» Exercise instructions: Would you transcribe all of the data exactly, down to the last character?

» Provided information:
- - - - -
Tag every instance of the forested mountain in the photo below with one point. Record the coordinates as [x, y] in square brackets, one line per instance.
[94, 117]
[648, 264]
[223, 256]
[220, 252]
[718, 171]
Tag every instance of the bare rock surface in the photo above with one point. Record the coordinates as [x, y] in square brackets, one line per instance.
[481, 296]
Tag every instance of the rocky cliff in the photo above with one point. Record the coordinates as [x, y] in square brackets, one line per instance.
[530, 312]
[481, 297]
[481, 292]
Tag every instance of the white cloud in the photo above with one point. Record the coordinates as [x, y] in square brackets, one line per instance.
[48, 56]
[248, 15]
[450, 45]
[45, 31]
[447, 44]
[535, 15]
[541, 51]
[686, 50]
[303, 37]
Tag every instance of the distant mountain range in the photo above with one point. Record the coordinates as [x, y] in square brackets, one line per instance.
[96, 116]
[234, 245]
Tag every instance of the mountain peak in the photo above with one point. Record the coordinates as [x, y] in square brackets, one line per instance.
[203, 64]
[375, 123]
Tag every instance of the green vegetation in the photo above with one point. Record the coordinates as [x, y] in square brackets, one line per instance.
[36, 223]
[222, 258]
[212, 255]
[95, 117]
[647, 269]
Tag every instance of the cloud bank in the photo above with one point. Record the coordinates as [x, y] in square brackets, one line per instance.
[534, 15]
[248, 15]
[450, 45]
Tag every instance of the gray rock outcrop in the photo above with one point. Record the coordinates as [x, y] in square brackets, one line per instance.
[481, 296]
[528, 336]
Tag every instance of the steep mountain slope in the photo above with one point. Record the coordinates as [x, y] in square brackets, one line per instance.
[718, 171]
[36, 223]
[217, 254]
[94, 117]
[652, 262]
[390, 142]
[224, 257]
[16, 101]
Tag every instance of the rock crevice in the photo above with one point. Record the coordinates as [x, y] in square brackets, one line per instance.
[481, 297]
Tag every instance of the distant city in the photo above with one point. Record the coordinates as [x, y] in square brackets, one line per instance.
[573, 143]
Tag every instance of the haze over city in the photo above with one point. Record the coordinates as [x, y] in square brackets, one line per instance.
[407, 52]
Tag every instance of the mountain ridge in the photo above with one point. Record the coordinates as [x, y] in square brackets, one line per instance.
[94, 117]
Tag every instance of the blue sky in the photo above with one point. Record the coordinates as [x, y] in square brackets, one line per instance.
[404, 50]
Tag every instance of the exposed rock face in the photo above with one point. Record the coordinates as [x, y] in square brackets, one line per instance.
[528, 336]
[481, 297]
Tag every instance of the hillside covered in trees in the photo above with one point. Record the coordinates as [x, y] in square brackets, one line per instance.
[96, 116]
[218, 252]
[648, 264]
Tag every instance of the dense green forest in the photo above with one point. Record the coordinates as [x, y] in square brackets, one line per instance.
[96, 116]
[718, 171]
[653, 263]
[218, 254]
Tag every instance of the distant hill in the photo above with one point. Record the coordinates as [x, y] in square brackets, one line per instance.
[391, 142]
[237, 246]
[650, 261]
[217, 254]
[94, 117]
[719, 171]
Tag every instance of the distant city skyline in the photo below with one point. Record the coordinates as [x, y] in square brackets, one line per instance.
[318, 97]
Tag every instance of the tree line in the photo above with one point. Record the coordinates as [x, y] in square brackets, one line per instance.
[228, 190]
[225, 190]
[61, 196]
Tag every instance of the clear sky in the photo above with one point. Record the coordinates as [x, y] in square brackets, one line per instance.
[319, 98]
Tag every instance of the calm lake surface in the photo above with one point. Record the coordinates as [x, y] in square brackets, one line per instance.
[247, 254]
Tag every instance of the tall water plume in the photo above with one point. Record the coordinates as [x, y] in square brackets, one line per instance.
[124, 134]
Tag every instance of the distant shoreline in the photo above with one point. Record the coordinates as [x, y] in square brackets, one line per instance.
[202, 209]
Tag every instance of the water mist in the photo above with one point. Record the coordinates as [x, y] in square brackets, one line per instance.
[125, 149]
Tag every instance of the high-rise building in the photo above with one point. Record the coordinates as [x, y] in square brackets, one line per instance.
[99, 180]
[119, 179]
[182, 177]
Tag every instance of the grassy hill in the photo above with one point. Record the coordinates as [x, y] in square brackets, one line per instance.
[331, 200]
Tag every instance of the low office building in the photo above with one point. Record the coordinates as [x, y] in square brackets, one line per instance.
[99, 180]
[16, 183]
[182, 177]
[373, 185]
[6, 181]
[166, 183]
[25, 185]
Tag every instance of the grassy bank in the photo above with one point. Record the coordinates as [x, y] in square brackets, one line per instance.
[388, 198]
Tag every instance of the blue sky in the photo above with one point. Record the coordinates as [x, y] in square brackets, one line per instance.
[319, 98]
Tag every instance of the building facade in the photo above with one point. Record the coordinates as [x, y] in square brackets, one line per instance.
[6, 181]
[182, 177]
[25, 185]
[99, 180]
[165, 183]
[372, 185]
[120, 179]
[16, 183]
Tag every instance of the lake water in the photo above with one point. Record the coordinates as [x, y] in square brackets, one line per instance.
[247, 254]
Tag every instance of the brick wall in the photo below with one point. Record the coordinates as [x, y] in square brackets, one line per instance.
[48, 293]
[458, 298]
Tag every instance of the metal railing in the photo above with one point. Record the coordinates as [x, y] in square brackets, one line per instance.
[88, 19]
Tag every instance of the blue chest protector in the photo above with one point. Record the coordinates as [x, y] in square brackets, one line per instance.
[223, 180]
- - - - -
» Reply to the exercise:
Tag every instance of the forested mountain in the photo below with one point. Record the coordinates as [x, y] in square brackets, one line per instance.
[94, 117]
[648, 264]
[223, 256]
[220, 252]
[718, 171]
Tag every instance of the bare rock surface in the photo above with one point. Record the coordinates as [x, y] in square brackets, one line per instance.
[481, 296]
Tag every instance of the rocky cliff in the photo above with one point. Record the coordinates as [x, y] in square brackets, one line per instance.
[530, 312]
[481, 297]
[481, 292]
Tag every instance of the white cloud in the photo above with one point. Record the coordinates as [x, y] in square brackets, one line per instance.
[48, 56]
[248, 15]
[450, 45]
[45, 31]
[447, 44]
[535, 15]
[541, 51]
[686, 50]
[303, 37]
Tag every instance of the distant mountain range in the photo above with one point. Record the coordinates as [x, y] in square brackets, one line per instance.
[96, 116]
[234, 245]
Tag every instance of the mountain peak in the photo above with one point. Record the coordinates as [x, y] in square brackets, one line per instance.
[203, 64]
[375, 123]
Tag every instance of the green vegetation in the photo above with one point. Record the coordinates as [x, y] in square brackets, one line per instance.
[36, 223]
[222, 258]
[212, 255]
[95, 117]
[647, 269]
Tag every instance of the cloud bank in the photo above with one point. Record the coordinates as [x, y] in square brackets, one line per instance.
[534, 15]
[248, 15]
[450, 45]
Tag every instance of the gray rock outcrop in the photo above with one point. Record the coordinates as [x, y] in square brackets, one line per instance.
[481, 296]
[528, 336]
Tag every instance of the steep mountain slope in the photo above with one point. Record the coordinates as [x, y] in square brackets, one line per instance.
[718, 171]
[36, 223]
[217, 254]
[94, 117]
[652, 262]
[390, 142]
[224, 257]
[16, 101]
Tag every instance of the rock crevice in the photo above with one point. Record the coordinates as [x, y] in square brackets, one line per instance.
[481, 297]
Tag every instance of the distant city in the photo above with one point. Record the coordinates as [x, y] in square brackets, one line per instance.
[573, 143]
Tag every instance of the haze over city in the photo above with one point. Record the coordinates as [x, y] in square brackets, one line per instance.
[407, 52]
Tag every instance of the mountain ridge in the photo above with one point. Record the coordinates as [x, y] in square brackets, one line per instance.
[94, 117]
Tag every instance of the blue sky in the photo above with one point. Record the coordinates as [x, y] in square brackets, one line per instance.
[404, 50]
Tag every instance of the exposed rock face in the photo above with one point. Record the coordinates as [x, y] in square brackets, one line per instance.
[528, 336]
[481, 297]
Tag every instance of the hillside covered in trees in the photo above with one point. Record the coordinates as [x, y] in square brackets, one line per instance.
[96, 116]
[218, 252]
[648, 264]
Tag every instance of the dense green forest in the photo above with one point. Record the coordinates as [x, y] in square brackets, one line per instance.
[96, 116]
[718, 171]
[653, 263]
[218, 254]
Tag every instance of the distant hill in the photo above with one point. Record the coordinates as [x, y] in square brackets, one line per instance.
[391, 142]
[237, 246]
[650, 261]
[217, 254]
[94, 117]
[719, 171]
Tag every instance of the distant city skyline in the photo below with one point. Record the coordinates as [x, y] in square brackets, one line per instance.
[318, 97]
Tag every instance of the tree line in the photo above with one point. Record the coordinates as [x, y] in square brackets, one line per instance.
[228, 190]
[225, 190]
[61, 196]
Tag every instance of the clear sky in the photo above with one point. Record the coordinates as [x, y] in square brackets, one line per instance.
[319, 98]
Tag every instance of the calm lake surface in the photo above with one point. Record the coordinates as [x, y] in square brackets, one line per instance.
[247, 254]
Tag every instance of the tall water plume in the photo above with one point. Record the coordinates as [x, y] in square brackets, one line per instance.
[124, 134]
Tag every instance of the distant shoreline in the photo above with one point. Record the coordinates as [x, y] in square brackets, one line per instance.
[202, 209]
Tag every instance of the water mist in the photo above with one point. Record the coordinates as [x, y] in square brackets, one line per instance.
[125, 149]
Tag every instance of the high-rise building in the photo above with one point. Record the coordinates as [x, y] in square brackets, one line per instance.
[99, 180]
[119, 179]
[182, 177]
Tag every instance of the grassy hill in the photo above with one point. Record the coordinates as [x, y] in square brackets, one line per instance.
[331, 200]
Tag every instance of the low office building in the photo above with one point. Record the coordinates as [x, y] in square brackets, one line per instance.
[99, 180]
[16, 183]
[182, 177]
[373, 185]
[6, 181]
[166, 183]
[25, 185]
Tag every instance of the grassy bank in the photo above with one point. Record the coordinates as [x, y] in square brackets, one line per instance.
[388, 198]
Tag every instance of the blue sky in the photo above with one point. Record the coordinates as [x, y] in square brackets, one line per instance.
[319, 98]
Tag every instance of the building facade in the photo above with one point. Record the coordinates as [x, y] in square brackets, one line per instance.
[6, 181]
[182, 177]
[25, 185]
[99, 180]
[165, 183]
[372, 185]
[120, 179]
[16, 183]
Tag every instance of the lake water in the photo above with one point. Record the coordinates as [x, y] in square brackets, one line per instance.
[247, 254]
Tag every instance of the brick wall in the photo below with one point. Record the coordinates as [x, y] in square brackets, one line per instance.
[48, 293]
[458, 298]
Tag every instance of the metal railing in the photo above with one point. Record the coordinates as [x, y] in square brackets, one line per instance.
[88, 19]
Tag every instance of the blue chest protector in the photo above with one point. Record the coordinates as [x, y] in square brackets, one line per instance.
[223, 180]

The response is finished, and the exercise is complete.